◆ Exercise task 1: Write out the passage of the text on Processor Expert device drivers from "With MCU10.4, I" up to and including "this works .".
◆ Exercise task 2: Continue the text on Processor Expert device drivers from the point where it stops.

----- Text excerpt -----

As with any software drivers: they are never perfect. The same applies to the Processor Expert components delivered in CodeWarrior for MCU10 or the DriverSuite too. That’s why I have created many more components which are available on GitHub here. All these components are using other components to reach the hardware. But what if a functionality is not exposed through the low-level component? Or what if I want direct access to the hardware? Up to now I had to choose either the Processor Expert way, or to do it in the ‘traditional’ way using an SDK like CMSIS or vendor supplied header files.

With MCU10.4, I noticed that there is another way: PDD (Physical Device Driver).

PDD in the Components View

Documentation

The Physical Device Driver manual is located under

CodeWarrior for Microcontrollers V10.x > Processor Expert Manuals > Processor Expert User Manual > Application Design

PDD Help

Ok, honestly, that documentation does not give much. It is very, very light, and maybe I have missed the extensive documentation somewhere? I did some trial-and-error, used the generated Processor Expert driver as examples, and I think I have found out how this works .

----- Data rows -----

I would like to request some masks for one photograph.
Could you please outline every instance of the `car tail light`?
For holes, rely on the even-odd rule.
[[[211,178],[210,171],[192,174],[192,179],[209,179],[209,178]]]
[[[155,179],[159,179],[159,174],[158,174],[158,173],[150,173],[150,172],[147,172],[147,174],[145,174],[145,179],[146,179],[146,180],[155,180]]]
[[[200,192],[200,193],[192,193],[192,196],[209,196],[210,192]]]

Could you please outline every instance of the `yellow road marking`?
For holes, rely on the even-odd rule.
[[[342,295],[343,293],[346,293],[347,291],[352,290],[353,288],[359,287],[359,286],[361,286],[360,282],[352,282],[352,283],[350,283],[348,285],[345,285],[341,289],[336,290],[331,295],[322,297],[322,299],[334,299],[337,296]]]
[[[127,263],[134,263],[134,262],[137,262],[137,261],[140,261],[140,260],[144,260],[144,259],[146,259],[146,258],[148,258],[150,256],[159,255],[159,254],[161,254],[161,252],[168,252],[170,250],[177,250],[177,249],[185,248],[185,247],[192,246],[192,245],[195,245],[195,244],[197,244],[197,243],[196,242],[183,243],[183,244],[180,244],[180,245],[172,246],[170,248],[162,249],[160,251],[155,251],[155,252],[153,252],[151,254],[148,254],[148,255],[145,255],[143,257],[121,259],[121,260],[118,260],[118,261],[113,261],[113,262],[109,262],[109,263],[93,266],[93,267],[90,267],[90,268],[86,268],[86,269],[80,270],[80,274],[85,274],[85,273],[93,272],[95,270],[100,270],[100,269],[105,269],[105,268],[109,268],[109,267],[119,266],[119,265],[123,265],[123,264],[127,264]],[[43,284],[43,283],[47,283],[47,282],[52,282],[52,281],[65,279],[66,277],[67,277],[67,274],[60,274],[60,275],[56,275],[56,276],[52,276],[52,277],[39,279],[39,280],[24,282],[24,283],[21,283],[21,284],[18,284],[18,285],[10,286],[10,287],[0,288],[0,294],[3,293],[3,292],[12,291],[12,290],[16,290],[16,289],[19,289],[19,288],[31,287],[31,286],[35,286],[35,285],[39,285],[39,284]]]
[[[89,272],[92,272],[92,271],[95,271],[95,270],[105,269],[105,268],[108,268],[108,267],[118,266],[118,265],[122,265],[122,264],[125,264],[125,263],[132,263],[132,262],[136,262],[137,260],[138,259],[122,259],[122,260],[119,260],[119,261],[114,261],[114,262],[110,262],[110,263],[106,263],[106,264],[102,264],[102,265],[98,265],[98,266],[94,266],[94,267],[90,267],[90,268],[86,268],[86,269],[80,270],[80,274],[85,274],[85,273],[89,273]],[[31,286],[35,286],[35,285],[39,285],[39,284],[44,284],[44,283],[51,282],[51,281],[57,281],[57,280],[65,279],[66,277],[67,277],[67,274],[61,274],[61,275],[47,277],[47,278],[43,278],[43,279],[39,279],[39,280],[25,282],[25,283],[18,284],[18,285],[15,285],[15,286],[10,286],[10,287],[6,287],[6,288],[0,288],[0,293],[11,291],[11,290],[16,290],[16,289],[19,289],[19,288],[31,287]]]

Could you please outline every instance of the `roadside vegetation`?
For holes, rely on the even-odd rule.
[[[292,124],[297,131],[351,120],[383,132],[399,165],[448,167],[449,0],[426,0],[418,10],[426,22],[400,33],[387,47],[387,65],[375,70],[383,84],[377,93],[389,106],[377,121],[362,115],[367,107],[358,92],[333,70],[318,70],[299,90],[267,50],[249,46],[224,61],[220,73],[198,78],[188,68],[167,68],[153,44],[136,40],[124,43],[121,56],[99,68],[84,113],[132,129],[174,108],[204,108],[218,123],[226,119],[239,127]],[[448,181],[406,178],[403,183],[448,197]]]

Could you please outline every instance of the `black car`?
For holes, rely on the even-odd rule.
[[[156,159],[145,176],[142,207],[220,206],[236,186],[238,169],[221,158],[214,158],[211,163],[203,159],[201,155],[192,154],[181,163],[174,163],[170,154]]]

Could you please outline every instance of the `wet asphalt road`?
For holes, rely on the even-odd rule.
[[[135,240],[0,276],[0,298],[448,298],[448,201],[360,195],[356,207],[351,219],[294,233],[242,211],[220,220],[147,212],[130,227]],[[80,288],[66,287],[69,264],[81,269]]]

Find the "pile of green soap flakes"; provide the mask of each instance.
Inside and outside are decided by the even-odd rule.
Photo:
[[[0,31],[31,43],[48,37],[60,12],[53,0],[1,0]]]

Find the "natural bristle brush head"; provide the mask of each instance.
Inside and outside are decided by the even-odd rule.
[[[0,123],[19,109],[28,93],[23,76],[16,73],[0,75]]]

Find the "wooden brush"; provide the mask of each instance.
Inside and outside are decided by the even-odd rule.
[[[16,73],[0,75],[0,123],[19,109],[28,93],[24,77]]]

-----

◆ Response 1:
With MCU10.4, I noticed that there is another way: PDD (Physical Device Driver).

PDD in the Components View

Documentation

The Physical Device Driver manual is located under

CodeWarrior for Microcontrollers V10.x > Processor Expert Manuals > Processor Expert User Manual > Application Design

PDD Help

Ok, honestly, that documentation does not give much. It is very, very light, and maybe I have missed the extensive documentation somewhere? I did some trial-and-error, used the generated Processor Expert driver as examples, and I think I have found out how this works .

◆ Response 2:
💡 The PDD ‘functions’ are not functions. They are C macros. Processor Expert is using them in the Kinetis drivers. I had a look how things are using in the BitIO_LDD component. Unfortunately PDD macros were not used everywhere, so this makes it hard to follow the code in the driver.

LED with PDD

In this tutorial, I’m using the red RGB LED on the FRDM-KL25Z board which is connected to pin 18 on PORTB (PTB18). In order to use it, I need to

1. Clock the port module
2. Configure the MUX (Multiplexer) to use it as GPIO  (General Purpose I/O)
3. Initialize the port value
4. Configure the pin as output pin

💡 Technically, step 3 could be performed after step 4. But it is good practice to initialize the port value *before* driving the value to the pin. This avoids glitches or a sudden change on the output pin.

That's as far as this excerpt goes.